■ Source records ■
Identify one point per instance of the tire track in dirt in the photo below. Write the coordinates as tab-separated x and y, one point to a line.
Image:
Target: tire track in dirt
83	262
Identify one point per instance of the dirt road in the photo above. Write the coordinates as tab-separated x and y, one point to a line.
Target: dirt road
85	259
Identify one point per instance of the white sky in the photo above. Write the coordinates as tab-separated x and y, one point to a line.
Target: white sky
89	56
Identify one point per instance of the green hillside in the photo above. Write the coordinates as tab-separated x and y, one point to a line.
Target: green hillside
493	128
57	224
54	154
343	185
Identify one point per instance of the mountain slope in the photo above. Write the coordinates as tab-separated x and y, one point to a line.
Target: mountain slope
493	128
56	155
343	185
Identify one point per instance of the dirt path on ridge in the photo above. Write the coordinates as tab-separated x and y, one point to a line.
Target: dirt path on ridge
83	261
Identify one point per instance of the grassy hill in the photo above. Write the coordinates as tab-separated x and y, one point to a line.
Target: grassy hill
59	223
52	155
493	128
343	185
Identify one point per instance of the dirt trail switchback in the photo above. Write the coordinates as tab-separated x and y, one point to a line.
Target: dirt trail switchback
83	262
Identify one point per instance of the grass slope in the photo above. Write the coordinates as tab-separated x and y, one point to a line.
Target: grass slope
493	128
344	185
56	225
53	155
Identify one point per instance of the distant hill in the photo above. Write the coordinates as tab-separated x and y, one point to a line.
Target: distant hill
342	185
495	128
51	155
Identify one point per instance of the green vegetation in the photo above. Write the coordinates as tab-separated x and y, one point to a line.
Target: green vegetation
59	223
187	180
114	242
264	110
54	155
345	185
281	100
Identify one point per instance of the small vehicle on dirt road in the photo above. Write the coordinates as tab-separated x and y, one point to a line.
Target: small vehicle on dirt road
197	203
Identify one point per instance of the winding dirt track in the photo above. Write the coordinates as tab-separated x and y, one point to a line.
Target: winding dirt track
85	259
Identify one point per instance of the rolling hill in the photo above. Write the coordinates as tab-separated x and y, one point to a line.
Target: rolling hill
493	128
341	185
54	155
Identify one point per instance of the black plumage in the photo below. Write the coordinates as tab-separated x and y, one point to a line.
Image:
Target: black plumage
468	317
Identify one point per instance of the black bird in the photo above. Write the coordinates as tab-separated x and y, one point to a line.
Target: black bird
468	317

■ Given request ■
Output the listing above without altering a single character.

■ Output for this task ■
Identify one point per instance of the tire track in dirt in the photo below. Write the coordinates as tab-separated x and y, one point to a line.
Image:
Target: tire track in dirt
83	262
Identify one point per instance of the dirt road in the photo above. Write the coordinates as tab-separated x and y, one point to a line.
Target: dirt road
85	259
Identify one point per instance of the white sky in the photo above. Write the coordinates as tab-separated x and y, one point to a line.
Target: white sky
89	56
Identify one point per instance of the green hillside in the photo above. Write the coordinates as tab-separated x and y, one point to a line.
Target: green hillside
493	128
57	224
54	154
343	185
Identify one point per instance of the mountain slope in the photo above. Write the coordinates as tab-separated x and y, one point to a line.
Target: mountain slope
493	128
56	155
343	185
Identify one point per instance of the dirt path on ridge in the photo above. Write the coordinates as tab-separated x and y, one point to a line.
Target: dirt path on ridge
83	261
Identify one point per instance of the grassy hill in the photo above. Write the coordinates as tab-separated x and y, one point to a line.
Target: grassy hill
59	223
52	155
493	128
343	185
Identify one point per instance of the dirt trail switchback in the photo above. Write the coordinates as tab-separated x and y, one point to a line.
Target: dirt trail switchback
83	262
Identify one point per instance of the grass slope in the photo above. Write the coordinates as tab-separated x and y, one point to a line.
Target: grass slope
493	128
344	185
56	225
53	155
Identify one point per instance of the distant hill in the photo above. Write the coordinates as tab-separated x and y, one point to a line.
Target: distant hill
342	185
495	128
51	155
Identify one point per instance of the green vegetation in the photo above. Write the coordinates as tab-separated x and y, one point to a line.
Target: green vegetation
59	223
187	180
114	242
264	110
54	155
345	185
281	100
Identify one point per instance of the small vehicle on dirt road in the photo above. Write the coordinates as tab-separated x and y, one point to a line.
Target: small vehicle on dirt road
197	203
Identify one point per instance of the winding dirt track in the photo above. Write the coordinates as tab-separated x and y, one point to a line.
Target: winding dirt track
85	259
Identify one point per instance of the rolling hill in the photo above. Write the coordinates as tab-separated x and y, one point to a line.
Target: rolling hill
493	128
341	185
54	155
Identify one point per instance of the black plumage in the photo below. Write the coordinates as tab-separated x and y, one point to a line.
Image:
Target: black plumage
468	317
Identify one point per instance of the black bird in the photo above. Write the coordinates as tab-separated x and y, one point to a line.
Target: black bird
468	317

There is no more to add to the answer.